_Data supplied_
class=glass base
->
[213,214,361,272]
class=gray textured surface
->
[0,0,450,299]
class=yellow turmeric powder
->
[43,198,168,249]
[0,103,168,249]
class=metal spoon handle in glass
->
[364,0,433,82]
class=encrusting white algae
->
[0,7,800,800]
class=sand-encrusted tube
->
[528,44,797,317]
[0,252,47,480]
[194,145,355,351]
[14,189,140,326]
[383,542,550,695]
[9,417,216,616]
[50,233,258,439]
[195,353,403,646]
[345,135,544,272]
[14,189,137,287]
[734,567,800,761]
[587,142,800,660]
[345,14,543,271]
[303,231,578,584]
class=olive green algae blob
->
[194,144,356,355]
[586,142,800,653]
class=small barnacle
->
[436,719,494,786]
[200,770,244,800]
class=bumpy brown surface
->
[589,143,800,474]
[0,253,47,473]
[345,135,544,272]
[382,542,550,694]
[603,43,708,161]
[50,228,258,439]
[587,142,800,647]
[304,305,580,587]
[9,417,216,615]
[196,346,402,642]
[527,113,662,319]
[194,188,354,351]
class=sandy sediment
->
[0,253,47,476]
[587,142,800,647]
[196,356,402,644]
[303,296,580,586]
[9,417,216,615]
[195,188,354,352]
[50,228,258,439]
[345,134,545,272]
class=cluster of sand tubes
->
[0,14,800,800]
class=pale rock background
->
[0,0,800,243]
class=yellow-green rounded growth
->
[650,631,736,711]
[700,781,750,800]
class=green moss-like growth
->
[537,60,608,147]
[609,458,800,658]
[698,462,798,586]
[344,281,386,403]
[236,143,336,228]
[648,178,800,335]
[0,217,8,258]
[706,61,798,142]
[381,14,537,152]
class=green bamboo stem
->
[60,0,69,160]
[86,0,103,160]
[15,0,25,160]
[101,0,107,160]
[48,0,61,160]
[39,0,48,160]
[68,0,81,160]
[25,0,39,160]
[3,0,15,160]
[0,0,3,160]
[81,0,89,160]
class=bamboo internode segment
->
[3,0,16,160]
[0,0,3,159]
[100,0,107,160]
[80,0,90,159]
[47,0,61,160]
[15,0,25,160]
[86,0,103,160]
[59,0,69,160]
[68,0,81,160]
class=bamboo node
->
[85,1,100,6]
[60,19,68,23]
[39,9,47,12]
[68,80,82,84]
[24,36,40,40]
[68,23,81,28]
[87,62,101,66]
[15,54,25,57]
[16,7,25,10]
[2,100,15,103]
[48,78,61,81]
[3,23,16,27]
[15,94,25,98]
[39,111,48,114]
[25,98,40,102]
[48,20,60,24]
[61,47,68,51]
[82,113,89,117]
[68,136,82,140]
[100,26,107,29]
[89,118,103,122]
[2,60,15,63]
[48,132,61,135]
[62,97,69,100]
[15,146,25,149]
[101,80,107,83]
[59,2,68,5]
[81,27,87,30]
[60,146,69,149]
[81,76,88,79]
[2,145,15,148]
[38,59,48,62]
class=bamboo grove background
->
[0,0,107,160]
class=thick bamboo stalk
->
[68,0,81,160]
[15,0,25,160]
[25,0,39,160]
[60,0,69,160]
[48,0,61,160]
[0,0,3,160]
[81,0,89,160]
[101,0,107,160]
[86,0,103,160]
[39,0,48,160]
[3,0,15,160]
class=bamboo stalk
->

_Task details_
Copy out all of the records above word for word, keeping every line unchanged.

_Reply_
class=glass base
->
[213,214,361,272]
class=gray textured surface
->
[0,0,450,299]
class=yellow turmeric powder
->
[43,198,168,249]
[0,103,168,249]
class=metal spoon handle in glass
->
[364,0,433,82]
class=encrusting white algae
->
[0,7,800,800]
class=sand-encrusted tube
->
[528,44,797,317]
[0,252,47,480]
[194,145,355,351]
[14,189,140,326]
[383,542,550,695]
[9,417,216,616]
[50,233,258,439]
[195,353,403,646]
[345,135,544,272]
[14,189,137,287]
[734,567,800,761]
[587,142,800,660]
[345,14,543,271]
[303,231,578,584]
class=olive green algae blob
->
[194,144,356,355]
[586,142,800,653]
class=small barnacle
->
[436,719,494,786]
[200,770,244,800]
class=bumpy brown surface
->
[589,143,800,474]
[0,253,47,473]
[345,135,544,272]
[382,542,550,694]
[603,43,708,161]
[50,228,258,439]
[587,142,800,647]
[304,305,580,587]
[9,417,216,615]
[196,346,402,642]
[527,113,662,319]
[194,188,354,351]
class=sandy sediment
->
[0,253,47,476]
[587,142,800,647]
[196,356,402,644]
[303,296,580,586]
[9,417,216,615]
[195,188,354,352]
[50,228,258,439]
[345,134,545,272]
class=cluster of sand tubes
->
[0,14,800,800]
class=pale rock background
->
[0,0,800,243]
class=yellow-green rounded growth
->
[650,631,736,711]
[700,781,750,800]
class=green moss-like growth
->
[537,60,608,147]
[609,458,800,658]
[698,462,798,586]
[344,281,386,403]
[236,143,336,228]
[648,178,800,335]
[0,217,8,258]
[706,61,798,142]
[381,14,537,152]
class=green bamboo stem
->
[60,0,69,160]
[86,0,103,160]
[15,0,25,160]
[101,0,107,160]
[48,0,61,160]
[39,0,48,160]
[68,0,81,160]
[25,0,39,160]
[3,0,15,160]
[0,0,3,160]
[81,0,89,160]
class=bamboo internode segment
->
[3,0,16,160]
[0,0,3,159]
[100,0,107,160]
[80,0,90,159]
[47,0,61,160]
[15,0,25,160]
[86,0,103,160]
[59,0,69,160]
[68,0,81,160]
class=bamboo node
->
[85,1,100,6]
[60,19,68,23]
[39,9,47,12]
[68,80,82,84]
[24,36,40,40]
[68,23,81,28]
[87,62,101,66]
[15,54,25,57]
[16,7,25,10]
[2,100,15,103]
[48,78,61,81]
[3,23,16,27]
[15,94,25,98]
[39,111,48,114]
[25,98,40,102]
[48,20,60,24]
[61,47,68,51]
[82,113,89,117]
[68,136,82,140]
[100,26,107,29]
[89,118,103,122]
[2,60,15,63]
[48,132,61,135]
[62,97,69,100]
[15,146,25,149]
[101,80,107,83]
[59,2,68,5]
[81,27,87,30]
[60,146,69,149]
[81,76,88,79]
[2,145,15,148]
[38,59,48,62]
class=bamboo grove background
->
[0,0,107,160]
class=thick bamboo stalk
->
[68,0,81,160]
[15,0,25,160]
[25,0,39,160]
[60,0,69,160]
[48,0,61,160]
[0,0,3,160]
[81,0,89,160]
[101,0,107,160]
[86,0,103,160]
[39,0,48,160]
[3,0,15,160]
class=bamboo stalk
->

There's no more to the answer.